RECORDED INFORMATION:
━━━━━━━━━━━━━━━━━━━━

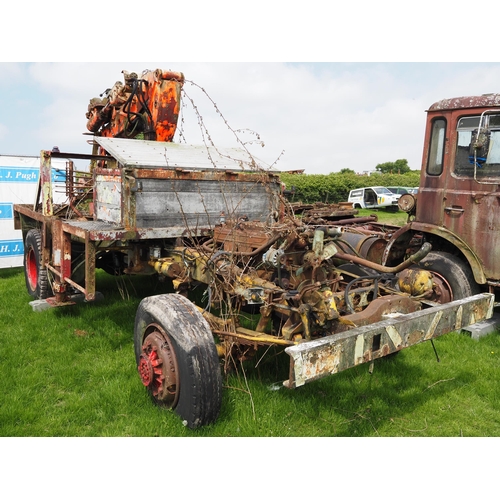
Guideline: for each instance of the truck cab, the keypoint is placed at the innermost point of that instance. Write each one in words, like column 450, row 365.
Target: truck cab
column 458, row 206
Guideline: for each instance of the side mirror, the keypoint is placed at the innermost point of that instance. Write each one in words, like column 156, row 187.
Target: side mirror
column 479, row 147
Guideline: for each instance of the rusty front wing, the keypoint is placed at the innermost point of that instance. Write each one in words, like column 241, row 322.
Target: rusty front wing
column 316, row 359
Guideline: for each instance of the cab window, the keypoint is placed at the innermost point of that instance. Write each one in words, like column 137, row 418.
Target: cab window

━━━━━━━━━━━━━━━━━━━━

THE TASK: Note every line of the entries in which "point" appears, and copy it down.

RESPONSE TO THIS EXERCISE:
Guideline: for each instance of the truck cab, the keypoint is placed at the innermost point of that instance. Write each one in words, like column 450, row 365.
Guideline: for each instance of the side mirror, the keypoint is placed at the innermost point of that instance. Write each one in words, like column 156, row 187.
Guideline: for each instance of the rusty front wing, the keypoint is placed at the innermost point of that instance. Write each one in words, like column 241, row 322.
Guideline: for each instance of the cab window, the keypoint is placed at the innermost point of that instance. Write each one in words, like column 137, row 418.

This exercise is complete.